(Data records)
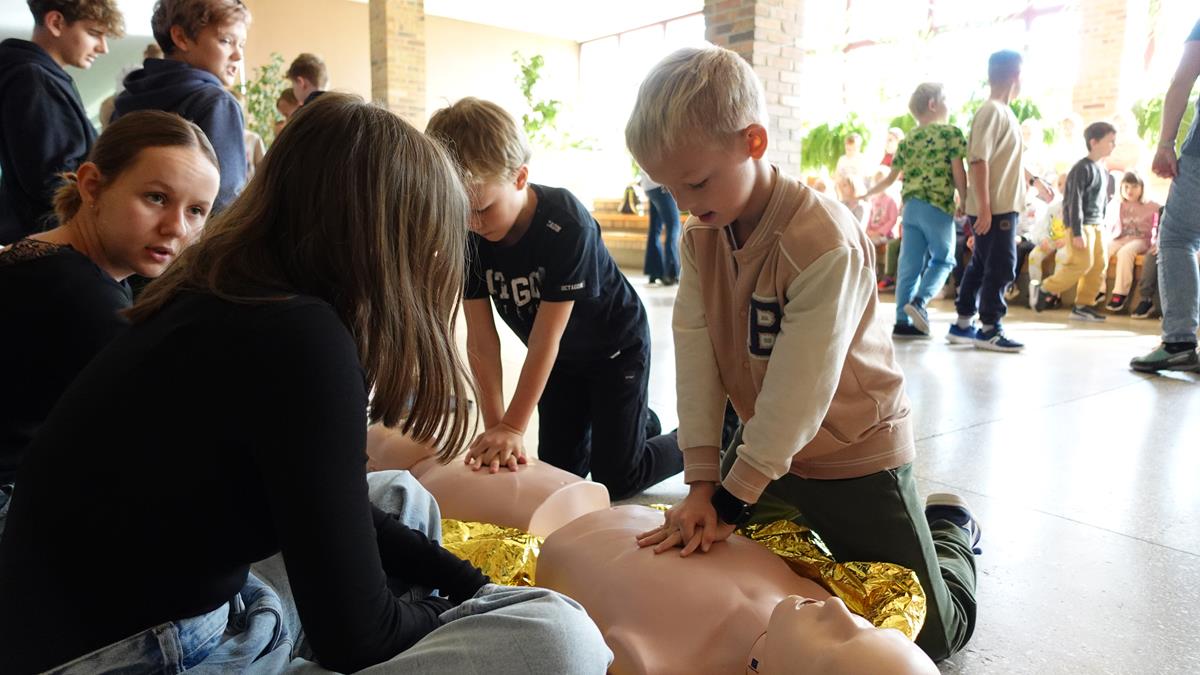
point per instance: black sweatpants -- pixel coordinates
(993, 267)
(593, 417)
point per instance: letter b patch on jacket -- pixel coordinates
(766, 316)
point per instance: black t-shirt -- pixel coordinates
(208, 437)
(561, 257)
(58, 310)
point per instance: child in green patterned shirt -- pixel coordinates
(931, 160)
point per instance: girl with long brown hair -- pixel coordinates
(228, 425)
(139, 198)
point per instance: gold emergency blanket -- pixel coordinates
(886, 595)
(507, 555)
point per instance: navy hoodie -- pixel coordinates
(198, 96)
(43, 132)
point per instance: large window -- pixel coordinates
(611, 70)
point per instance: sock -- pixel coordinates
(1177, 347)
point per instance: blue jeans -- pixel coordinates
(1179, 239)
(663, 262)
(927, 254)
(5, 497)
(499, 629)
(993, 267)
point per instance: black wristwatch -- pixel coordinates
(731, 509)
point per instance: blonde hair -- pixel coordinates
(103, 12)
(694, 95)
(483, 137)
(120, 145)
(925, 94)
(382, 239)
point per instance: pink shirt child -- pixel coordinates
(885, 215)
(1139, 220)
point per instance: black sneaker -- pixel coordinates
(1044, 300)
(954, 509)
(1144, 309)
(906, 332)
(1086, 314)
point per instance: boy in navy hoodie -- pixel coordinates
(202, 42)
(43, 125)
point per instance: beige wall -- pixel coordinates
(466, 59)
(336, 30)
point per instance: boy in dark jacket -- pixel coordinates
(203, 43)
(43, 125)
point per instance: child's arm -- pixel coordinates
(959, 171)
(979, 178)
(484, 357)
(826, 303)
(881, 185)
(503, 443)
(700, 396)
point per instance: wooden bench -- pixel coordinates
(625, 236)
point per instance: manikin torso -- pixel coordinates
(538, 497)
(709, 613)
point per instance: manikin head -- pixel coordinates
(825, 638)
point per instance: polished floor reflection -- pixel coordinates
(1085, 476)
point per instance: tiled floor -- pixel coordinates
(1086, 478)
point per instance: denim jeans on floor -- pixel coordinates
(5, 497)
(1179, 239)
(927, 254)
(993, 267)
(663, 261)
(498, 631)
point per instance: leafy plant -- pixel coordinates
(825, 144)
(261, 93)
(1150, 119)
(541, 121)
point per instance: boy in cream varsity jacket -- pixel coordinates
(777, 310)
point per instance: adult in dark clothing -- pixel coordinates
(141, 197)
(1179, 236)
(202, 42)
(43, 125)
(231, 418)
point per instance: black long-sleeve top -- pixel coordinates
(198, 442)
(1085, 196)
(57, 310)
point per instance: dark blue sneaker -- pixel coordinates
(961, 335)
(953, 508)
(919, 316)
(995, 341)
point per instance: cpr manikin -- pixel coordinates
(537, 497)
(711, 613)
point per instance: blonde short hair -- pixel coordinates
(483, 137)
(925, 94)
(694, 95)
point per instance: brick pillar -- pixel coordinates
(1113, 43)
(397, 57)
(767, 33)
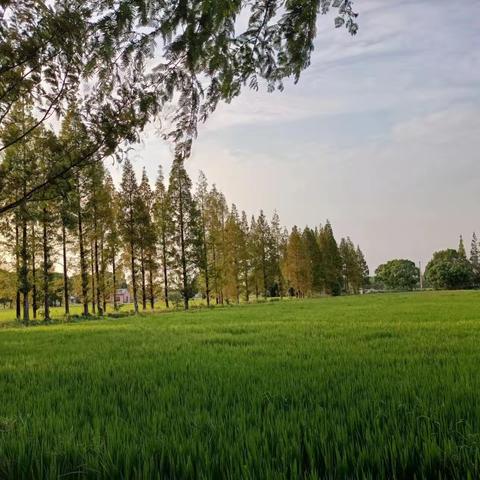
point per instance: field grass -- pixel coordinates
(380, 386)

...

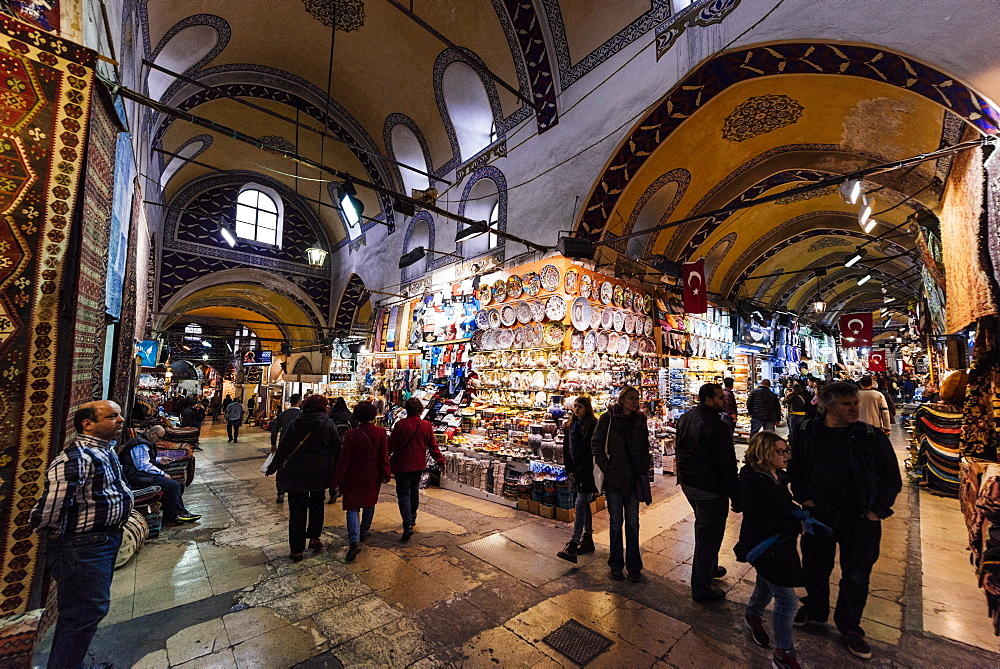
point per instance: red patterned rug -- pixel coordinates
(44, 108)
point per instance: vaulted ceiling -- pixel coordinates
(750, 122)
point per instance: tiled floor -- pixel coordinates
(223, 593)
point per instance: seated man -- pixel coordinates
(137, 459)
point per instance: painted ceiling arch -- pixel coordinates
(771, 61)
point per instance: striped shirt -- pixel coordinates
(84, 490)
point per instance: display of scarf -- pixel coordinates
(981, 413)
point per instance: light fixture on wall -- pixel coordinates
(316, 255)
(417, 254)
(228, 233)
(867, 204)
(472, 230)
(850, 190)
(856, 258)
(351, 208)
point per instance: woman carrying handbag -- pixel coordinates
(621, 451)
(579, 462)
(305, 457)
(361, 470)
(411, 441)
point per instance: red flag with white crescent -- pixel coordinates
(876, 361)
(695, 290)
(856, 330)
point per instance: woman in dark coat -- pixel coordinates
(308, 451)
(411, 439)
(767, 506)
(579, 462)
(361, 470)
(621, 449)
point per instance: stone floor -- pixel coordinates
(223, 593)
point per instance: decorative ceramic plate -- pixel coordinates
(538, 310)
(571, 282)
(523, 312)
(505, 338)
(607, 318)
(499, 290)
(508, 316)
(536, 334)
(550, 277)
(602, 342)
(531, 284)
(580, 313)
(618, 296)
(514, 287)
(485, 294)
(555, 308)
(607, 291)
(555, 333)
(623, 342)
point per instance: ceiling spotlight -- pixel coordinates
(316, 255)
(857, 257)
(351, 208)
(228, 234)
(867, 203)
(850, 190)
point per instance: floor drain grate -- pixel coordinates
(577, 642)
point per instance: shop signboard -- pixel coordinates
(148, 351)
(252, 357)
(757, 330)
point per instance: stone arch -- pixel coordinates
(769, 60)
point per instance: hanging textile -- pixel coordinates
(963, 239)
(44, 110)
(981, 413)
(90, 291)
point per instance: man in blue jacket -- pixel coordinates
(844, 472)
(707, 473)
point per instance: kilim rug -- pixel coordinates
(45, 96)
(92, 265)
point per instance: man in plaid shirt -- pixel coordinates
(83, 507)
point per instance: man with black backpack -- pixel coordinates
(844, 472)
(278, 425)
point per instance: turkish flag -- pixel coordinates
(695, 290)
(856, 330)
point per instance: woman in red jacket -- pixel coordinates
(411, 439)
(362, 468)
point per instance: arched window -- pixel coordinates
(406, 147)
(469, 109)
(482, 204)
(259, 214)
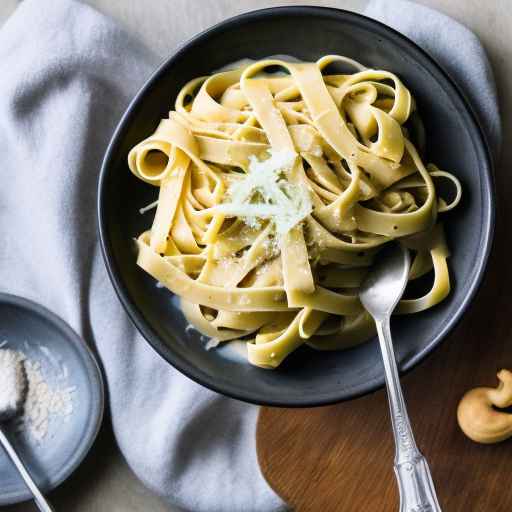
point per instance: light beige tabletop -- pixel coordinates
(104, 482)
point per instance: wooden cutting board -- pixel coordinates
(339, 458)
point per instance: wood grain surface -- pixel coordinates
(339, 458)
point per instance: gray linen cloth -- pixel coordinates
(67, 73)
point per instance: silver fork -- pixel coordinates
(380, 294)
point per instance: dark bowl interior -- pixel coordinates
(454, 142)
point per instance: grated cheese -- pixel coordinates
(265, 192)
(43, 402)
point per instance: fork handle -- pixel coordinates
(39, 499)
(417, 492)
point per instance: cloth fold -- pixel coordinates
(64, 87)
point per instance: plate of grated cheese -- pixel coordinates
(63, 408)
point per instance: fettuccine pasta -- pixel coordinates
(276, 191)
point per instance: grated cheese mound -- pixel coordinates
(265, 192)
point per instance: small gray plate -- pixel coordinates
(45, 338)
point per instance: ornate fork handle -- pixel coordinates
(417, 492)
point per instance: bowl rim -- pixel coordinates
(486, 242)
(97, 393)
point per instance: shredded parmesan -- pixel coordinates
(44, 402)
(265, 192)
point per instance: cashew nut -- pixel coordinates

YOUR TASK:
Write out the records again, starting at the line that contains "point per instance: man in blue" and ending at the line that contains "point per instance: cashew" (both included), and keep every request line. Shift each pixel coordinate by adding 98 to both of its numbers, and leave the pictures out.

TASK OUTPUT:
point per instance: man in blue jacket -- pixel coordinates
(942, 570)
(805, 571)
point per instance: kilim rug -- pixel coordinates
(143, 194)
(190, 363)
point per instance: man in plaid shirt -- pixel coordinates
(181, 605)
point per instance: man with black backpack -- pixel coordinates
(942, 570)
(376, 523)
point per instance: turkish flag -- pixel coordinates
(793, 388)
(954, 428)
point per instance: woman in red jacket -- pixel coordinates
(509, 537)
(460, 566)
point per instance: arched window -- pixel coordinates
(504, 245)
(567, 207)
(580, 302)
(357, 312)
point per instance: light beige tabletop -- pixel coordinates
(202, 580)
point per instance: wooden cutting board -- pixel coordinates
(437, 556)
point per instance: wood grain surface -- pixel coordinates
(437, 556)
point per instance: gray linen cloth -- pixel coordinates
(165, 171)
point per instance: silver fork -- pixel coordinates
(478, 392)
point per instance: dark bowl interior -- pixel coordinates
(552, 240)
point per instance: grated cheese -- pixel coordinates
(363, 290)
(141, 500)
point per instance: fork handle -- pixel coordinates
(137, 597)
(515, 590)
point per instance: cloth fold -- pixel coordinates
(162, 185)
point per instance: plate of grated cheese -- pixel coordinates
(161, 506)
point per instance: fettuccine pasta -- pixel coordinates
(374, 289)
point per instance: grated cheese mound -- pixel coordinates
(363, 290)
point per instance: small gray plate -- pixel coordinates
(143, 436)
point per instance: ornate fork handle -- pixel coordinates
(515, 590)
point per instance: bowl rim -- pixel coordinates
(584, 340)
(195, 491)
point per instance: shredded parmesan -- pixel coordinates
(142, 500)
(363, 290)
point per instance: cashew nut -- pixel coordinates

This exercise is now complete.